======== Estratto del documento

Su Ethernet a 10 Gbit

Fluke ha presentato un tester che consente di capire se le reti in essere in rame sono pronte ai 10G

Le aziende iniziano ad adottare la tecnologia 10 Gigabit nelle reti Ethernet.
Si parte dal data center, poiché ancora non ci sono, tranne qualche rara eccezione, applicazioni che giustifichino un upgrade di velocità al desktop, dove oggi sono diffuse le schede a 1 Gbps. Il mercato è previsto in crescita, anche perché le aziende preferiscono guardare al futuro, in modo da essere già pronte quando se ne presenterà l’esigenza.

Perché tutto funzioni per il meglio, però, non è sufficiente sostituire switch e schede di rete: serve anche un cablaggio adeguato a supportare l’incremento di velocità. Quelli di rame in categoria 6 in teoria sono conformi, ma è sempre necessaria una verifica sul campo. «Quando è possibile – spiega Robert Luijten Emea marketing manager Infrastructure products di Fluke Networks – adottando il 10G è opportuno utilizzare l’infrastruttura in rame esistente, piuttosto che cambiarla, poiché il risparmio è notevole. Noi ci aspettiamo che la maggior parte delle reti siano pronte, ma molto dipende dalla lunghezza dei cavi. Per saperlo con certezza, è necessario effettuare i test».

================

## Compiti
(A) Traduci in inglese la frase dell'estratto su Ethernet a 10 Gbit "Le aziende iniziano ad adottare la tecnologia 10 Gigabit nelle reti Ethernet."
(B) Copia dall'estratto su Ethernet a 10 Gbit il brano che comincia con "Fluke ha presentato" e prosegue fino a "nelle reti Ethernet.".
(C) Secondo l'estratto su Ethernet a 10 Gbit, quale velocità hanno le schede di rete oggi diffuse al desktop?
Le voci riportate non hanno alcun ruolo in questi compiti.

======== Estratti dei dati

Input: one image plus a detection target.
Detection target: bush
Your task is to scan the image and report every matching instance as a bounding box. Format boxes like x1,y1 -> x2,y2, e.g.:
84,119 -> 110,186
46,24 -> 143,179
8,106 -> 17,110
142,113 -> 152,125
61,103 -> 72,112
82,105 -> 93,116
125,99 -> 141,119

================

## Risposte complete
(A) Companies are beginning to adopt 10 Gigabit technology in Ethernet networks.

(B)
Fluke ha presentato un tester che consente di capire se le reti in essere in rame sono pronte ai 10G

Le aziende iniziano ad adottare la tecnologia 10 Gigabit nelle reti Ethernet.

(C) 1 Gbps.